• [Work instructions]
All lines from the one containing "the sun lounger" through the end of the data below must be reproduced exactly, and no others.

----

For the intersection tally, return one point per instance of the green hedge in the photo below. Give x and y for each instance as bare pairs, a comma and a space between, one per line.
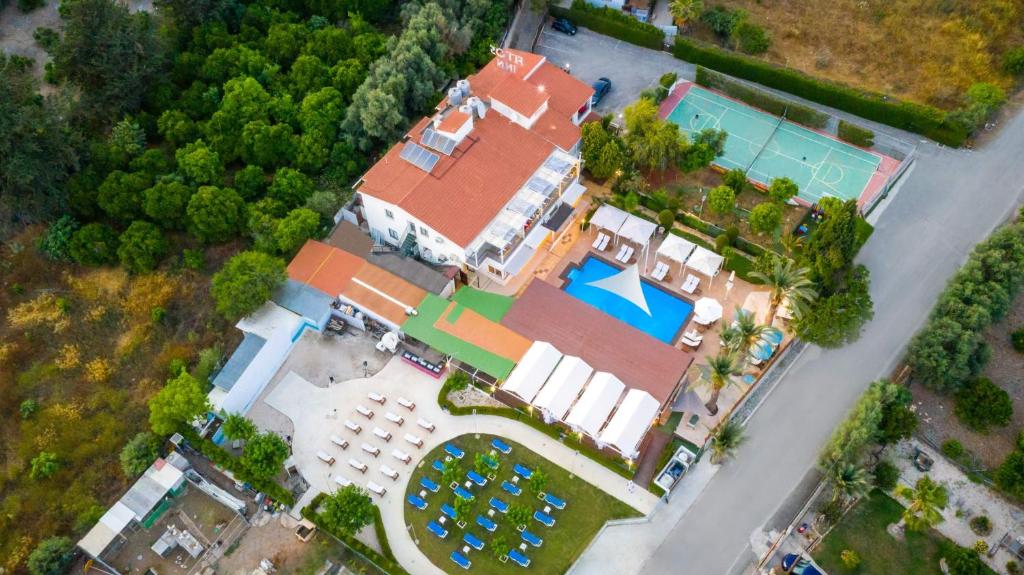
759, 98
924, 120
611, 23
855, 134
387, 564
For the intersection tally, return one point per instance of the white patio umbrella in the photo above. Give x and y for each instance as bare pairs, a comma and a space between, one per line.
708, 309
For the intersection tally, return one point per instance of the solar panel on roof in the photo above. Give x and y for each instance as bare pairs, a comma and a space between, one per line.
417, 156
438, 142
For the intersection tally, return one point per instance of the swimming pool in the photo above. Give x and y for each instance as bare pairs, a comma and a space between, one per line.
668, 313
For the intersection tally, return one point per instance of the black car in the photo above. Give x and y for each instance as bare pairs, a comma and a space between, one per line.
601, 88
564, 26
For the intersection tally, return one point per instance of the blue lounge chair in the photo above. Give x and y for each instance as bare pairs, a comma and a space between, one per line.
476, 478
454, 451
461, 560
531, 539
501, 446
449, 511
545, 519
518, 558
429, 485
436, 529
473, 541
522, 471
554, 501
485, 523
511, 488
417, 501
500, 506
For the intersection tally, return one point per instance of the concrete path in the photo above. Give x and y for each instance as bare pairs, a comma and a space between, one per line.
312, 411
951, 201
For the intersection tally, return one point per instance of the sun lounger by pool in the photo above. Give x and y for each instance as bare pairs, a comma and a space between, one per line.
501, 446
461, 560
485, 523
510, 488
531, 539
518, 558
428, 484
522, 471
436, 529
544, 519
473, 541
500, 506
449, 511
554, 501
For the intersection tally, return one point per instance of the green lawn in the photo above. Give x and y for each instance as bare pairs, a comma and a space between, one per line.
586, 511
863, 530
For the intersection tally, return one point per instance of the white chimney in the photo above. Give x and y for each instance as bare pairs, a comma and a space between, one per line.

----

• [Exercise solution]
For the intersection tally, return one point per instance of the sun lounger by pool in the photo above. Give x and y for each instance as bare pairs, a comma and a space between, one per line.
501, 446
461, 560
485, 523
510, 488
531, 539
518, 558
428, 484
522, 471
436, 529
544, 519
473, 541
500, 506
449, 511
554, 501
For the intersection tally, return one point per instance of the green lawn in the photo above. Give x and y for each instance as bare pairs, a comma and a space between, one per line.
586, 511
863, 530
For the intersection tally, return one point per instance of the white chimney in the photo above. Give x and y for each instance as bare pairs, a comma and a space between, one per line.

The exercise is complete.